THE EXERCISE:
Please present the lines of all the records below as a numbered list, leaving out any blank lines.

[Pointing records]

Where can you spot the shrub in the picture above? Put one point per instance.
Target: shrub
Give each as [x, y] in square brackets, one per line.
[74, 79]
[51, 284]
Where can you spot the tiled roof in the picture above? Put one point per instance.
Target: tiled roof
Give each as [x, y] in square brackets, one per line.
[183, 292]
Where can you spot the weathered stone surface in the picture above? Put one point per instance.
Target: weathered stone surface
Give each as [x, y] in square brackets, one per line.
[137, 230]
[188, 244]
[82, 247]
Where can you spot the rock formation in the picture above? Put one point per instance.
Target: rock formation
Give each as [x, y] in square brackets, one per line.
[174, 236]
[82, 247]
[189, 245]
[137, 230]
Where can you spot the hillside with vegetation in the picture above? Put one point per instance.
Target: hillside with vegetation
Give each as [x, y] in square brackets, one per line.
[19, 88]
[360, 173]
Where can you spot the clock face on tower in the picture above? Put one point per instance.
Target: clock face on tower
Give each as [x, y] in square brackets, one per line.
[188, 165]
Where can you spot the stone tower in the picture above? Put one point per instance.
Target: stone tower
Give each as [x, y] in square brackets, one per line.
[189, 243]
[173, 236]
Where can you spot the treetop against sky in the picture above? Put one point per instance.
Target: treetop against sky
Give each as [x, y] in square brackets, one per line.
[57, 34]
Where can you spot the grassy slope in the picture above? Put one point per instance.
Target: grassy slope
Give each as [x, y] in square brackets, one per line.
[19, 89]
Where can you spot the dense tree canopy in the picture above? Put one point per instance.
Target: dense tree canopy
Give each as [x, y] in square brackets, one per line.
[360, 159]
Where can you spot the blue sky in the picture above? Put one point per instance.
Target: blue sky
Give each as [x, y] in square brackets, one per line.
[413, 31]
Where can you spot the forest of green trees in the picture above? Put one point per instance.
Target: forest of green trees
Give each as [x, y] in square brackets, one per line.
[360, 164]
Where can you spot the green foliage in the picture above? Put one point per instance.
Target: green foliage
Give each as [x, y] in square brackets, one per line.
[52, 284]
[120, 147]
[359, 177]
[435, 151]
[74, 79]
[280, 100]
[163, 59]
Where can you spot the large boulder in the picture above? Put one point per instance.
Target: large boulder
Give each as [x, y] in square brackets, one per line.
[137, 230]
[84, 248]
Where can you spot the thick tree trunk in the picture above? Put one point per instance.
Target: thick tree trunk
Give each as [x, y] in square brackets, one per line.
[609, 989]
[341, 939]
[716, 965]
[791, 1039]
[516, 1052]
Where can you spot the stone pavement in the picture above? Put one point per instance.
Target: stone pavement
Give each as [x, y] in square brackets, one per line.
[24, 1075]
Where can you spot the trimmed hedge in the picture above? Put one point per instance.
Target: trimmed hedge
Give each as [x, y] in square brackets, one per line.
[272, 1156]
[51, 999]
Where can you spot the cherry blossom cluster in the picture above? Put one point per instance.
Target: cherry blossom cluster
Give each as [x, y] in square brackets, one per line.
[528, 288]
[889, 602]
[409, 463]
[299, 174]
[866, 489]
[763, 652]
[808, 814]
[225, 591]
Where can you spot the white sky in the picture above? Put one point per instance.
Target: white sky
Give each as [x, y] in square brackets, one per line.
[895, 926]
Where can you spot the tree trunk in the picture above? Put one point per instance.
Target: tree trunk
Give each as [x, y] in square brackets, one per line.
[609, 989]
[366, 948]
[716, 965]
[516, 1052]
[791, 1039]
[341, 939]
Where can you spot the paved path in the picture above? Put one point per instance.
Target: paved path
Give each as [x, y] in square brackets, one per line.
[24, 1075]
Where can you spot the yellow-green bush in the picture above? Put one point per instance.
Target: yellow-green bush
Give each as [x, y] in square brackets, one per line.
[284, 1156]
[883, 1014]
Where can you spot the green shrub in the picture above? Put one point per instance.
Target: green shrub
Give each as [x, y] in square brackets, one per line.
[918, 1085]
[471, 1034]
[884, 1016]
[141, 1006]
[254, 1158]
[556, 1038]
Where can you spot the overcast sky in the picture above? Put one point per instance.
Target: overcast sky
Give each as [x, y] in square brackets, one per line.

FINAL ANSWER:
1. Where can you spot the shrub in the picture above? Put one point per instance.
2. Target: shrub
3. Give each as [x, y] in square brackets, one per line.
4. [74, 79]
5. [51, 284]
6. Where can you spot the tiled roof in the picture above? Put one point per instance.
7. Target: tiled roof
8. Give each as [x, y] in square brackets, one per line.
9. [183, 292]
10. Where can you spot the weathered stone surface in the picture above? Put one point per instance.
11. Target: weathered stone surface
12. Give each as [x, y] in square brackets, one per line.
13. [137, 230]
14. [188, 244]
15. [82, 247]
16. Where can you spot the rock formation in the picture above? Put one point per instance.
17. Target: rock formation
18. Give each as [x, y] in square brackets, one per line.
19. [174, 236]
20. [82, 247]
21. [189, 245]
22. [137, 230]
23. Where can you spot the hillside with vegetation in the picture above? Put one point per instance.
24. Target: hillside with vegetation
25. Give each as [x, y] in square brackets, one per line.
26. [19, 88]
27. [360, 173]
28. Where can you spot the clock face on tower in the picture above? Put one point per instance.
29. Target: clock face on tower
30. Give each as [x, y] in square brackets, one per line.
31. [188, 165]
32. Where can you spot the stone tower in the picture above? Put one point per instance.
33. Target: stone tower
34. Give each as [x, y] in square brackets, one per line.
35. [189, 243]
36. [173, 236]
37. Where can you spot the treetop against sky in the picture above? Put one point per instance.
38. Target: treetop against sky
39. Give each as [x, y] in square brackets, one per line.
40. [57, 34]
41. Where can you spot the grassy slope in the picture above? Put one point per instance.
42. Target: grassy slope
43. Give each as [x, y] in square brackets, one per line.
44. [19, 89]
45. Where can you spot the dense tree canopy in the picture above? Put one point per instance.
46. Target: dense tree canopy
47. Give each as [x, y] in square brackets, one per line.
48. [360, 159]
49. Where can you spot the blue sky in the picture above? Put one point per instance.
50. Target: blue sky
51. Give each as [x, y] in square brackets, one per line.
52. [413, 31]
53. Where can you spot the forest of green trees in the picture above? Put one point per instance.
54. Target: forest of green trees
55. Give each as [x, y] in square brackets, one per line.
56. [360, 164]
57. Where can you spot the green foliage in the picture above? Put one point per instance.
58. Target: green foliage
59. Give each as [x, y] in square brackets, one per line.
60. [52, 284]
61. [120, 147]
62. [359, 177]
63. [435, 151]
64. [74, 79]
65. [280, 100]
66. [163, 59]
67. Where can you spot the large boulder in the picture above? Put one point per instance.
68. Target: large boulder
69. Give each as [x, y] in square brackets, one per line.
70. [137, 230]
71. [84, 248]
72. Where can you spot the thick tree trunk in the picture above? Put one point per instance.
73. Target: thick tree trunk
74. Give each as [x, y] in square brackets, one per line.
75. [609, 989]
76. [341, 939]
77. [716, 965]
78. [791, 1039]
79. [516, 1052]
80. Where can you spot the stone pavement in the picture above? Put one point per instance.
81. Target: stone pavement
82. Give each as [x, y] in square brackets, one per line.
83. [24, 1075]
84. Where can you spot the trimmed hedge in the picture above? Put one point per instance.
85. Target: trimmed hedge
86. Give each as [x, y] in square brackets, one per line.
87. [272, 1156]
88. [51, 999]
89. Where can you spot the cherry blossom cluster in the picture above? Put one point per instance.
90. Target: cherry blossom cluster
91. Give each as [x, y] in square brackets, one per line.
92. [528, 288]
93. [889, 602]
94. [409, 463]
95. [299, 174]
96. [866, 489]
97. [763, 652]
98. [808, 814]
99. [225, 591]
100. Where can you spot the white sky in the picture above? Put one point per instance.
101. Target: white sky
102. Give each as [x, y] in square brackets, one per line.
103. [895, 926]
104. Where can you spot the tree trunk in the picture above? Put one point per instance.
105. Target: tree trunk
106. Give each as [x, y] in square brackets, one per line.
107. [609, 989]
108. [366, 948]
109. [716, 965]
110. [516, 1052]
111. [791, 1039]
112. [341, 939]
113. Where can you spot the paved path in the picture above? Put one point per instance.
114. Target: paved path
115. Give each as [x, y] in square brackets, one per line.
116. [24, 1075]
117. Where can you spot the yellow-green bush in the picture above? Put one point per instance.
118. Target: yellow-green bush
119. Give each as [x, y] in square brackets, one per line.
120. [284, 1156]
121. [883, 1014]
122. Where can you spot the green shrub in the picture above? Put one point per instance.
123. Target: green shrub
124. Give each as [x, y] in square brackets, one per line.
125. [918, 1085]
126. [471, 1034]
127. [884, 1016]
128. [141, 1006]
129. [254, 1158]
130. [556, 1038]
131. Where can you spot the overcast sky in the picture above? Put one point per instance.
132. Target: overcast sky
133. Give each as [x, y] in square brackets, one per line.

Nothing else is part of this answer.